* _What you should do_
Quote the data below in full, minus the images.

##### Supplied records

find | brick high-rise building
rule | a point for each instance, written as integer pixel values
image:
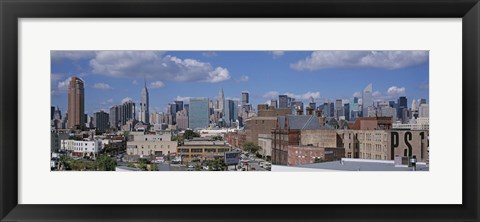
(76, 103)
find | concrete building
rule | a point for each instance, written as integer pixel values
(372, 123)
(287, 133)
(320, 138)
(101, 120)
(301, 155)
(198, 113)
(76, 103)
(258, 125)
(140, 144)
(338, 109)
(144, 105)
(114, 116)
(347, 164)
(283, 102)
(82, 148)
(56, 138)
(182, 119)
(265, 141)
(423, 110)
(367, 99)
(385, 144)
(202, 149)
(221, 100)
(267, 111)
(245, 98)
(127, 112)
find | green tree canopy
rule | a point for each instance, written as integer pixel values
(105, 163)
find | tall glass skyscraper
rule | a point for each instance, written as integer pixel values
(198, 113)
(76, 103)
(245, 98)
(230, 112)
(282, 101)
(367, 99)
(144, 105)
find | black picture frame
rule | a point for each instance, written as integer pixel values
(11, 11)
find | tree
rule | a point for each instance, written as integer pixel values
(105, 163)
(251, 147)
(65, 162)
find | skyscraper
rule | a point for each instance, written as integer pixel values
(332, 110)
(231, 112)
(312, 103)
(179, 105)
(114, 116)
(52, 110)
(273, 103)
(338, 108)
(76, 103)
(172, 110)
(245, 98)
(100, 120)
(198, 113)
(367, 99)
(126, 112)
(144, 105)
(221, 102)
(282, 101)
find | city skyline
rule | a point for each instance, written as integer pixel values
(112, 77)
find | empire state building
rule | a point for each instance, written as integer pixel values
(76, 103)
(144, 105)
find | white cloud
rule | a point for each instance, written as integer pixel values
(305, 96)
(72, 55)
(271, 95)
(102, 86)
(182, 98)
(156, 66)
(63, 85)
(157, 84)
(243, 78)
(394, 90)
(424, 86)
(392, 93)
(126, 99)
(232, 98)
(209, 54)
(109, 101)
(277, 54)
(389, 60)
(55, 76)
(376, 93)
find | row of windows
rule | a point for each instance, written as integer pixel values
(155, 146)
(206, 150)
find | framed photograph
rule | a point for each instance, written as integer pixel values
(227, 110)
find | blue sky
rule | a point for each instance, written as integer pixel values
(112, 76)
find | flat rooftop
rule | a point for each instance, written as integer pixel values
(353, 165)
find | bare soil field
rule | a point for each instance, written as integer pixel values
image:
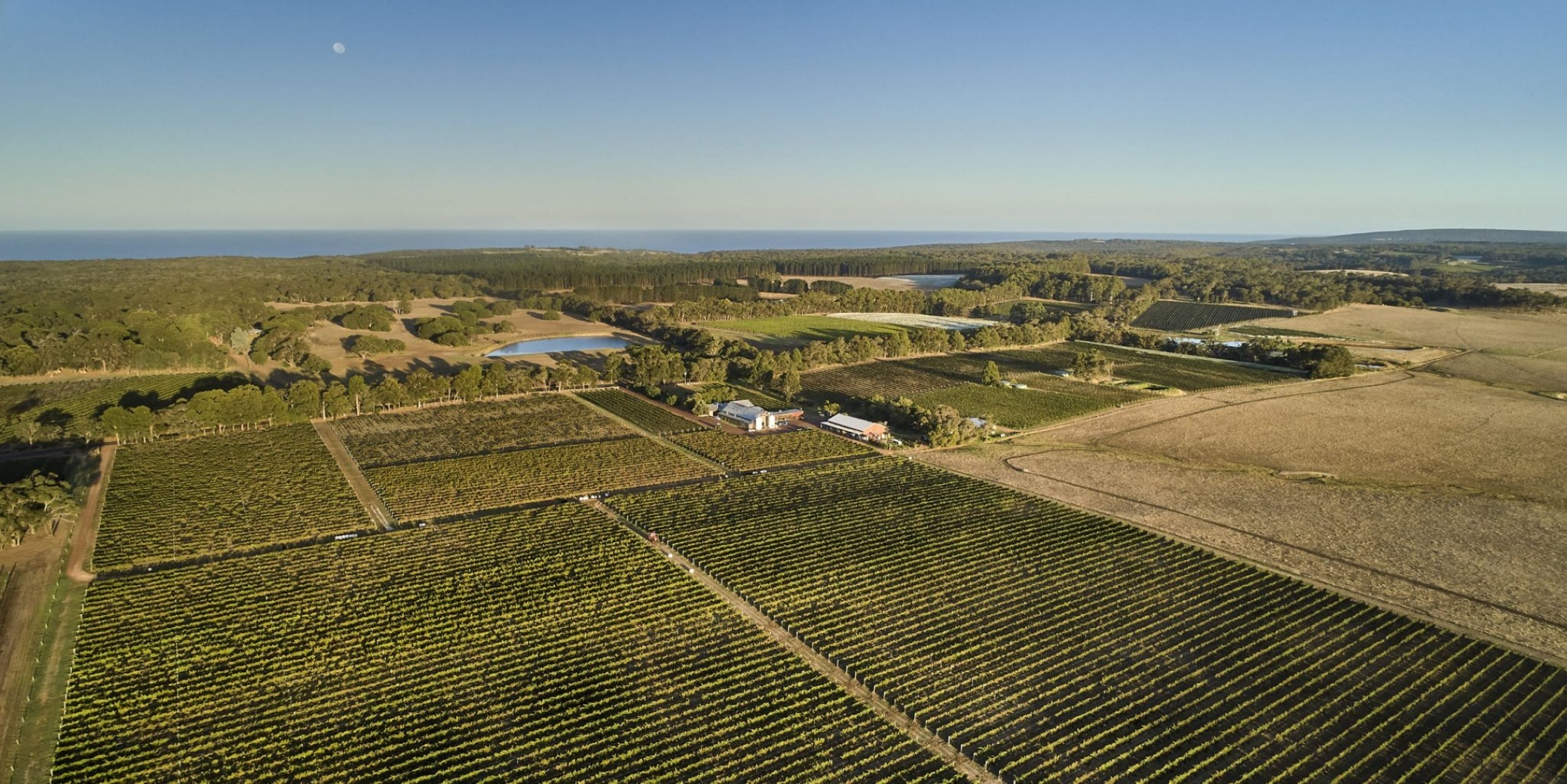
(1473, 562)
(1434, 494)
(1525, 351)
(1555, 289)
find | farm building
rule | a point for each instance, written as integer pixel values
(856, 428)
(749, 416)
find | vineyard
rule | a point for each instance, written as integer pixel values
(1171, 370)
(537, 647)
(768, 451)
(890, 380)
(511, 478)
(1182, 317)
(192, 497)
(473, 428)
(1054, 645)
(641, 413)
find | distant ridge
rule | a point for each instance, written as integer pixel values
(1430, 236)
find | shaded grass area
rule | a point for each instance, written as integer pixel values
(805, 328)
(204, 496)
(770, 449)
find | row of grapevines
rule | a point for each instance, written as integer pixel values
(510, 478)
(1055, 645)
(192, 497)
(473, 428)
(76, 402)
(770, 449)
(640, 412)
(1179, 316)
(537, 647)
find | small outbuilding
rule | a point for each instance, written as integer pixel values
(856, 428)
(749, 416)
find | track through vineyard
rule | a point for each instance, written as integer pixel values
(533, 647)
(1054, 645)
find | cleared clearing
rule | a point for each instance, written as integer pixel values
(1522, 351)
(1403, 428)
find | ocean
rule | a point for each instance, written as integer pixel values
(155, 243)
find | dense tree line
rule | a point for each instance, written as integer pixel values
(166, 314)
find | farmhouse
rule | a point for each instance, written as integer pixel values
(749, 416)
(856, 428)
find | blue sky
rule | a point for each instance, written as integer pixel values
(1263, 118)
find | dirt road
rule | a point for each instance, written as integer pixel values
(356, 478)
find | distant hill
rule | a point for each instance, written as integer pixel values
(1430, 236)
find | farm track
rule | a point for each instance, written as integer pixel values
(356, 478)
(1411, 582)
(917, 732)
(85, 535)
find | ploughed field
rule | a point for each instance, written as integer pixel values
(770, 451)
(538, 647)
(1181, 316)
(1054, 645)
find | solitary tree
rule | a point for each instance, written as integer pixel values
(993, 374)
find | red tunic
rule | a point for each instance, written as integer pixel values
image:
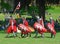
(12, 26)
(52, 30)
(40, 28)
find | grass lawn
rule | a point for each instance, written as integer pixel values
(31, 40)
(55, 13)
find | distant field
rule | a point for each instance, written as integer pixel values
(30, 40)
(55, 13)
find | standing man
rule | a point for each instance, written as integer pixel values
(12, 27)
(17, 9)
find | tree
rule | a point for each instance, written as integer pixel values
(41, 5)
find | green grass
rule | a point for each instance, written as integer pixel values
(31, 40)
(55, 12)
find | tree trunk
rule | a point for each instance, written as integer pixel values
(41, 5)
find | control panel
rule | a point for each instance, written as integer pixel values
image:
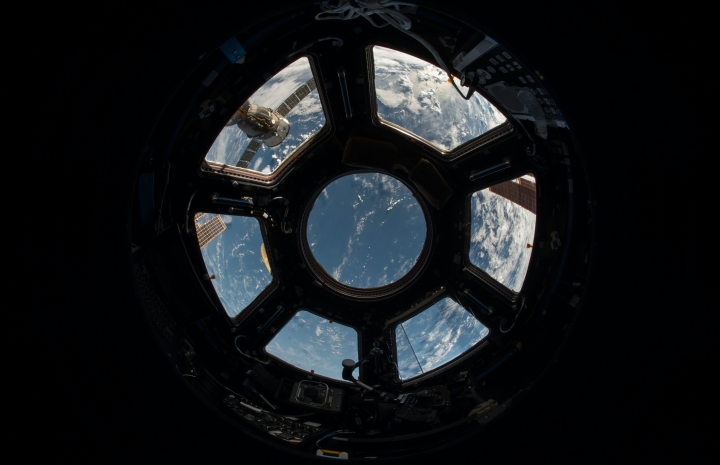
(419, 408)
(317, 395)
(286, 428)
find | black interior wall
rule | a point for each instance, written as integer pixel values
(622, 388)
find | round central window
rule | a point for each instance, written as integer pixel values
(366, 230)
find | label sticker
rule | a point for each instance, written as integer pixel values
(483, 74)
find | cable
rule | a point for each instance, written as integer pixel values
(522, 305)
(305, 47)
(157, 226)
(283, 224)
(187, 212)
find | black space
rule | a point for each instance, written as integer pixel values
(629, 386)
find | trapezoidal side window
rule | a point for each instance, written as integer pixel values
(502, 229)
(315, 344)
(435, 337)
(416, 96)
(278, 119)
(236, 259)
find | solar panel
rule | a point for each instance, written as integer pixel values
(249, 153)
(295, 98)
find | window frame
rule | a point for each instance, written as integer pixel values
(478, 273)
(302, 371)
(253, 178)
(473, 146)
(274, 284)
(392, 324)
(372, 293)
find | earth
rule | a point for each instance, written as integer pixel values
(366, 229)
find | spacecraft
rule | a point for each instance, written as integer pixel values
(265, 125)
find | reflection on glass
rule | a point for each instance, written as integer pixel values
(417, 96)
(311, 342)
(502, 230)
(366, 230)
(234, 254)
(435, 337)
(289, 105)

##########

* _Task answer_
find | brick high-rise building
rule | a point for each instance, written as integer pixel values
image:
(76, 103)
find | concrete building
rule | a point for each instance, written as integer pixel values
(372, 123)
(287, 133)
(320, 138)
(101, 120)
(301, 155)
(198, 113)
(76, 103)
(258, 125)
(140, 144)
(338, 109)
(144, 105)
(114, 116)
(347, 164)
(283, 102)
(82, 148)
(56, 138)
(182, 119)
(265, 141)
(423, 110)
(367, 99)
(385, 144)
(202, 149)
(221, 100)
(267, 111)
(245, 98)
(127, 112)
find | green tree canopy
rule | a point for each instance, written as integer pixel values
(105, 163)
find | tall glass skyscraper
rule | a point for each instance, written as integer pixel values
(198, 113)
(76, 103)
(245, 98)
(230, 112)
(282, 101)
(367, 99)
(144, 105)
find | black picture frame
rule | a point for each instance, written as integer pixel values
(11, 11)
find | tree
rule | a point for each instance, written as integer pixel values
(105, 163)
(251, 147)
(65, 162)
find | skyscraper
rule | a point for each instance, written as integer pixel values
(332, 110)
(231, 112)
(312, 103)
(179, 105)
(114, 116)
(52, 110)
(273, 103)
(338, 108)
(76, 103)
(172, 110)
(245, 98)
(100, 120)
(198, 113)
(367, 99)
(126, 112)
(144, 105)
(221, 102)
(282, 101)
find | city skyline
rule | a point for each instance, written as integer pixel values
(112, 77)
find | empire state building
rule | a point for each instance, written as integer pixel values
(76, 103)
(144, 105)
find | white cloud
rule | a point for each instance, written as integer pixel values
(305, 96)
(72, 55)
(271, 95)
(102, 86)
(182, 98)
(156, 66)
(63, 85)
(157, 84)
(243, 78)
(394, 90)
(424, 86)
(392, 93)
(126, 99)
(232, 98)
(209, 54)
(109, 101)
(277, 54)
(389, 60)
(55, 76)
(376, 93)
find | row of windows
rule | a point for each instance, written as integer pixel values
(155, 146)
(206, 150)
find | framed photograph
rule | a point for each instance, written as integer pixel values
(227, 110)
find | blue sky
rule | a point for each instance, written as integer pixel values
(112, 76)
find | flat rooftop
rule | a point for each instance, written as integer pixel values
(353, 165)
find | bare soil field
rule | a point for each instance, written as integer pixel values
image:
(1473, 562)
(1434, 494)
(1525, 351)
(1555, 289)
find | farm building
rule | a point for each instance, written as integer pixel values
(856, 428)
(749, 416)
find | vineyard
rule | a point for each instance, written as integer pixel values
(1171, 370)
(537, 647)
(768, 451)
(890, 380)
(511, 478)
(1182, 317)
(192, 497)
(473, 428)
(1054, 645)
(641, 413)
find | distant ridge
rule | a point for each instance, written as integer pixel values
(1430, 236)
find | shaded grass area
rule | a point for each instance, written as integer pixel values
(805, 328)
(204, 496)
(770, 449)
find | row of grapevines
rule | a point for each instance, written as integer pixel values
(510, 478)
(1055, 645)
(192, 497)
(473, 428)
(76, 402)
(770, 449)
(640, 412)
(1179, 316)
(537, 647)
find | small outbuilding
rule | a point for each instance, written as integer pixel values
(856, 428)
(749, 416)
find | track through vineyard
rule | a point for each instance, written as integer pixel values
(533, 647)
(1054, 645)
find | cleared clearing
rule | a point for each instance, written as integer pixel values
(1522, 351)
(1403, 428)
find | ocean
rule | a point for each instance, written as integer pixel values
(155, 243)
find | dense tree line
rule | a point for each instance, written as integer pixel values
(166, 314)
find | farmhouse
rule | a point for each instance, written as integer pixel values
(749, 416)
(856, 428)
find | blue sky
rule | a point for each instance, written as integer pixel values
(1263, 118)
find | dirt road
rule | a point for each instance, written as integer pixel values
(356, 478)
find | distant hill
rule | a point for each instance, written as integer pixel values
(1430, 236)
find | farm track
rule | a point for each instance, written as integer pixel values
(356, 478)
(1411, 582)
(917, 732)
(85, 535)
find | ploughed field
rule | a point for each instance, written as integer pixel values
(770, 451)
(538, 647)
(1181, 316)
(1054, 645)
find | solitary tree
rule | a point for each instance, written as integer pixel values
(993, 374)
find | red tunic
rule | a point for each instance, written as integer pixel values
image:
(12, 26)
(52, 30)
(40, 28)
find | grass lawn
rule | a point for each instance, written as integer pixel values
(31, 40)
(55, 13)
find | distant field
rule | a point for each instance, written as integer pixel values
(30, 40)
(55, 13)
find | standing man
rule | a point for each instance, written as integer pixel values
(12, 27)
(17, 9)
find | tree
rule | a point for each instance, written as integer pixel values
(41, 5)
find | green grass
rule | a point for each instance, written as integer pixel values
(31, 40)
(55, 12)
find | tree trunk
rule | a point for each instance, written as integer pixel values
(41, 5)
find | control panel
rule | a point for each instance, written as integer pixel values
image:
(419, 408)
(317, 395)
(286, 428)
find | black interior wall
rule | a point for each instance, written as integer pixel values
(622, 388)
find | round central window
rule | a point for each instance, written as integer pixel values
(366, 230)
find | label sticker
rule | a point for each instance, written as integer pixel values
(483, 74)
find | cable
rule | a point for each instance, written as integer pixel values
(522, 305)
(305, 47)
(157, 226)
(283, 224)
(187, 212)
find | black space
rule | a point for each instance, written as integer pixel values
(629, 386)
find | trapezoidal side window
rule | a point for each instance, written as integer pixel values
(502, 229)
(315, 344)
(435, 337)
(416, 96)
(278, 119)
(236, 259)
find | solar panel
rule | a point for each instance, written as integer pixel values
(249, 153)
(295, 98)
find | window frame
rule | a point for each instance, written as integer pixel values
(478, 273)
(302, 371)
(253, 178)
(473, 146)
(274, 284)
(392, 324)
(372, 293)
find | earth
rule | a point for each instance, written as integer pixel values
(366, 229)
find | spacecraft
rule | a point for each instance, written as integer pixel values
(265, 125)
find | reflection on glass
rule | a point for each instance, written as integer pixel values
(417, 96)
(311, 342)
(502, 230)
(366, 230)
(234, 254)
(435, 337)
(289, 105)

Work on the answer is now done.